● **Assignment**:
Among the entries that follow, find the lines containing the string "below" and copy them.

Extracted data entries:
------------------------------

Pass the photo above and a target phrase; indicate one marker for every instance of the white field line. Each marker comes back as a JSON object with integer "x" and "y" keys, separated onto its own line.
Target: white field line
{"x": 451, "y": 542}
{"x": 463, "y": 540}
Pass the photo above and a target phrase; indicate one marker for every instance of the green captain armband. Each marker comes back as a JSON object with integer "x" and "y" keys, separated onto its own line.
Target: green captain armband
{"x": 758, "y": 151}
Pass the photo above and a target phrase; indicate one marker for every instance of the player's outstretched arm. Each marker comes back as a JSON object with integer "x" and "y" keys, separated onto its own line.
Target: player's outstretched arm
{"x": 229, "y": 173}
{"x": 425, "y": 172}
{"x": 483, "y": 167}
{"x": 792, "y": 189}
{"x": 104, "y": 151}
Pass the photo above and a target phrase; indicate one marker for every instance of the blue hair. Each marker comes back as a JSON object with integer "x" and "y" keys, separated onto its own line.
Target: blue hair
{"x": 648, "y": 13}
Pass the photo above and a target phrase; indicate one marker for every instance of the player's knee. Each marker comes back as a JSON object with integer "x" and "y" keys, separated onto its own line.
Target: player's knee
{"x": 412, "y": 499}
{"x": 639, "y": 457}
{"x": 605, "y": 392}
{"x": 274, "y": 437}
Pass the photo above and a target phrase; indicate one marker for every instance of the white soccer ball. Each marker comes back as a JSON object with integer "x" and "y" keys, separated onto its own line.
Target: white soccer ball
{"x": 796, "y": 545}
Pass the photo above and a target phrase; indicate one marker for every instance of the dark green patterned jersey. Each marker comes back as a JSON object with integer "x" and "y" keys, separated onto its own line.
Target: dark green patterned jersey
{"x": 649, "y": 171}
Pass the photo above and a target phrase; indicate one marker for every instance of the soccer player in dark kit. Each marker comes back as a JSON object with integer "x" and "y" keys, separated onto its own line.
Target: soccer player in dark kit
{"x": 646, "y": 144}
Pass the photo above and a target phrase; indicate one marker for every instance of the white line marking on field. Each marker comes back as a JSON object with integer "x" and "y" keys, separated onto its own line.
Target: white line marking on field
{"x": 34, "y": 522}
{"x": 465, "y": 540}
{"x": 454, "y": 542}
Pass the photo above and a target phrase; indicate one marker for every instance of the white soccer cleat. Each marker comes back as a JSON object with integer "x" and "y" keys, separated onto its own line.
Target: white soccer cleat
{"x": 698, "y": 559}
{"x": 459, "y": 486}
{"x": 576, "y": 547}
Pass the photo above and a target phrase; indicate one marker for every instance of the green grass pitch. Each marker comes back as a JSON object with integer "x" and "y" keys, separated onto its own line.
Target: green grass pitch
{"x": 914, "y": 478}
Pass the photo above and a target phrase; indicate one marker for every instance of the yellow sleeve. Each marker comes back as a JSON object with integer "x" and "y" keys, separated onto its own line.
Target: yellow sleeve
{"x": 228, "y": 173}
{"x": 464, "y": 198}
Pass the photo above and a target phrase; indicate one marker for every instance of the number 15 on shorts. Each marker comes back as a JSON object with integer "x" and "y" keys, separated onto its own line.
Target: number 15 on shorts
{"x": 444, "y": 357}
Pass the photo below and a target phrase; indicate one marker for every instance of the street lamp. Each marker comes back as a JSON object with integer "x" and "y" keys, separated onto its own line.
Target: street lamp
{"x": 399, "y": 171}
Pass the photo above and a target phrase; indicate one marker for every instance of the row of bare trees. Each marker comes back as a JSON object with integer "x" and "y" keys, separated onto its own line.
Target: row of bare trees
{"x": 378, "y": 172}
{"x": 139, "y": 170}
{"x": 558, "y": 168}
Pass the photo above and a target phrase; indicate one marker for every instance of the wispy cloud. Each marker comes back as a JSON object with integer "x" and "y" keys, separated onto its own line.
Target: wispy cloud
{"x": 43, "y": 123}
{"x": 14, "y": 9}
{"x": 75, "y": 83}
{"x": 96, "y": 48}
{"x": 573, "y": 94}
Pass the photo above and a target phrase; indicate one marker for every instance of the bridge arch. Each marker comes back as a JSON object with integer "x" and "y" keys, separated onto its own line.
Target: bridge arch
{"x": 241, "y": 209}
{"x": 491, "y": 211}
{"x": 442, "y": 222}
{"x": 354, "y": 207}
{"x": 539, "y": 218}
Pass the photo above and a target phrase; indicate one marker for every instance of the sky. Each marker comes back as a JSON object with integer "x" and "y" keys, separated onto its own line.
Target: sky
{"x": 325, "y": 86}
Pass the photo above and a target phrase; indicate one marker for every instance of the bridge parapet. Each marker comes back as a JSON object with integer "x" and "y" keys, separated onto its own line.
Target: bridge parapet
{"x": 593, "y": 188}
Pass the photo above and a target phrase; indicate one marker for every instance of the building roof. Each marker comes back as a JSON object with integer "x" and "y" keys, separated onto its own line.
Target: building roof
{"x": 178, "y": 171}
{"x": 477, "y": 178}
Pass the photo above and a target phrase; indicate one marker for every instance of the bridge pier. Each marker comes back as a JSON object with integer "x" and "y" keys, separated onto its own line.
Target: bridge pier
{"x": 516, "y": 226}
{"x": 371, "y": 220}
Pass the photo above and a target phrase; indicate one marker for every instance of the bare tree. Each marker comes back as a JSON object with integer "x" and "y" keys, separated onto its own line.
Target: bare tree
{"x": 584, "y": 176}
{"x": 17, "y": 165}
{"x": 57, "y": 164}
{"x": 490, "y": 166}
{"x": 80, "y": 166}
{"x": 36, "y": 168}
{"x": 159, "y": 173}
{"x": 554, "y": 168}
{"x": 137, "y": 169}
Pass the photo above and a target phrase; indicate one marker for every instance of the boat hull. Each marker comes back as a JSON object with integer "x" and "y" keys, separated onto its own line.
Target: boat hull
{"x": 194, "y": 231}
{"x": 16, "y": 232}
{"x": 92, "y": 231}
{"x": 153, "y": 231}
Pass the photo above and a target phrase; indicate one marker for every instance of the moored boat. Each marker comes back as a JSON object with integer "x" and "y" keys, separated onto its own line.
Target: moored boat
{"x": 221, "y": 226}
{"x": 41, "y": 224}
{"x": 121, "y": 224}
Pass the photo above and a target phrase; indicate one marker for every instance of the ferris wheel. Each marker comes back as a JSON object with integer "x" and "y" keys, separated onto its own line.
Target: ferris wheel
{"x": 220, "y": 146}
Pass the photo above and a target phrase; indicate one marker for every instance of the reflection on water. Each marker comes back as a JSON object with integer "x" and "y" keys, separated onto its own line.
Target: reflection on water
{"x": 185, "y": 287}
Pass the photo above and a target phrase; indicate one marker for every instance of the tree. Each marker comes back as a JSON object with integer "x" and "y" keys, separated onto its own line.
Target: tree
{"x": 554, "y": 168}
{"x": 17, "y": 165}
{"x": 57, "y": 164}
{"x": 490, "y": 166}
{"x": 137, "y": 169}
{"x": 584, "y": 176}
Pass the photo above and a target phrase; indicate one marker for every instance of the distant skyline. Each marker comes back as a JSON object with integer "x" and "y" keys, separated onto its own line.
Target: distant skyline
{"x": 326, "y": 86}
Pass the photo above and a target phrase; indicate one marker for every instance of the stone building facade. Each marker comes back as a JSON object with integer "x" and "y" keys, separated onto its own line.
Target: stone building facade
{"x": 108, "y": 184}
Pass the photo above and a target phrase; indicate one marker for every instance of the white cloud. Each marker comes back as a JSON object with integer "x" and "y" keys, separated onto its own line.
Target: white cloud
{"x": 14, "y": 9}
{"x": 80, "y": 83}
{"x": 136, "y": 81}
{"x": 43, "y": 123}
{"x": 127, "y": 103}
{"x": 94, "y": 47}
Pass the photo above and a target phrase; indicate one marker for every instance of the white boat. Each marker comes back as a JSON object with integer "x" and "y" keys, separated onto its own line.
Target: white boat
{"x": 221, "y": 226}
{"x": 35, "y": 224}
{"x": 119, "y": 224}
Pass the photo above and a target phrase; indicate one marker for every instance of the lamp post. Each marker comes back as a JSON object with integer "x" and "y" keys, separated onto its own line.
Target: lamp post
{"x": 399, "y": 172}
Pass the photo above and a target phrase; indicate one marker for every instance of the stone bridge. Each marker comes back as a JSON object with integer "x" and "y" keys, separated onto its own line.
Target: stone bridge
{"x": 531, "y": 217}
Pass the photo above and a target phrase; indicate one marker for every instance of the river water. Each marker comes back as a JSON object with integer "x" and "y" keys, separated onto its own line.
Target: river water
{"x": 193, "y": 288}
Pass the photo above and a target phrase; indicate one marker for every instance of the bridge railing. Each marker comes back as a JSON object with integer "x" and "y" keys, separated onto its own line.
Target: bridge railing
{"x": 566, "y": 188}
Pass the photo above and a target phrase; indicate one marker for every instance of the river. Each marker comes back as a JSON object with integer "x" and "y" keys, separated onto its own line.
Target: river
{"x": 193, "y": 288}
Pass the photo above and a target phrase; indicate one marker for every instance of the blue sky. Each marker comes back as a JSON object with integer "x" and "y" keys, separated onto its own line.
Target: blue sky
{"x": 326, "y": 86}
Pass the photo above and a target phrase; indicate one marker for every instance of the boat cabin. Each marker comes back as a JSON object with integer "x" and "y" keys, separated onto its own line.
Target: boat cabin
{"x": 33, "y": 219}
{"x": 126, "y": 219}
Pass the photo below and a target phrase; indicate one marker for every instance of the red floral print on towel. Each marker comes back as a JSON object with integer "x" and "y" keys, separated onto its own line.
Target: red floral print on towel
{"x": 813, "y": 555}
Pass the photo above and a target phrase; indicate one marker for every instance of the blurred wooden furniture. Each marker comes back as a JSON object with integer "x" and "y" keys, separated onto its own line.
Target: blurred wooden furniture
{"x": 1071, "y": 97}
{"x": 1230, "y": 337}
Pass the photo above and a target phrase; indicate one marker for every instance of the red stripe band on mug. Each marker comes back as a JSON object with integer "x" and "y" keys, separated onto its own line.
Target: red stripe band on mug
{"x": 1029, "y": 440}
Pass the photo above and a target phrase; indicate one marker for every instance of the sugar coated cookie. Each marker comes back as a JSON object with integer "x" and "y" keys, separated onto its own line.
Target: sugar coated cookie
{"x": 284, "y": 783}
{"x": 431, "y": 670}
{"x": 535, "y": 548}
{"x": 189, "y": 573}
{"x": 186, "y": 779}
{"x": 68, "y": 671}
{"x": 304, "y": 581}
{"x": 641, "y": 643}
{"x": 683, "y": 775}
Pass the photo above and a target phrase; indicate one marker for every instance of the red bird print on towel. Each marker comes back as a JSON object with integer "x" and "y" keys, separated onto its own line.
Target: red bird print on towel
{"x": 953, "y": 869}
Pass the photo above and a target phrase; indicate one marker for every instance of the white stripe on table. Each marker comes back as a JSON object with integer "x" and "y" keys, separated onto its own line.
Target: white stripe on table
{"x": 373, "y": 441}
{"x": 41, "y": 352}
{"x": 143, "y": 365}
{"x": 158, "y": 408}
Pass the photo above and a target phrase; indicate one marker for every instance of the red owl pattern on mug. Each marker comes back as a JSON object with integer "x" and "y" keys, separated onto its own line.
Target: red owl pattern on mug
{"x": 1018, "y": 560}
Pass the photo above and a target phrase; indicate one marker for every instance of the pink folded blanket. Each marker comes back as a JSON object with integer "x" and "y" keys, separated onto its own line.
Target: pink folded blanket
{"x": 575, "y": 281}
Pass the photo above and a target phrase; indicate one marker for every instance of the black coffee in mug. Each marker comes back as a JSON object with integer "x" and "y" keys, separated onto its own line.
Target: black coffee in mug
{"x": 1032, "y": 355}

------------------------------

● **Exercise solution**:
Pass the photo below and a target phrase; indicate one marker for every instance of the street lamp. Each marker comes back as a JSON object with integer "x" and "y" keys, separated onto its own line.
Pass the photo below and a target phrase; indicate one marker for every instance of the red floral print on towel. Each marker comes back as a JSON object with integer "x" and "y" keys, separated onto its own line.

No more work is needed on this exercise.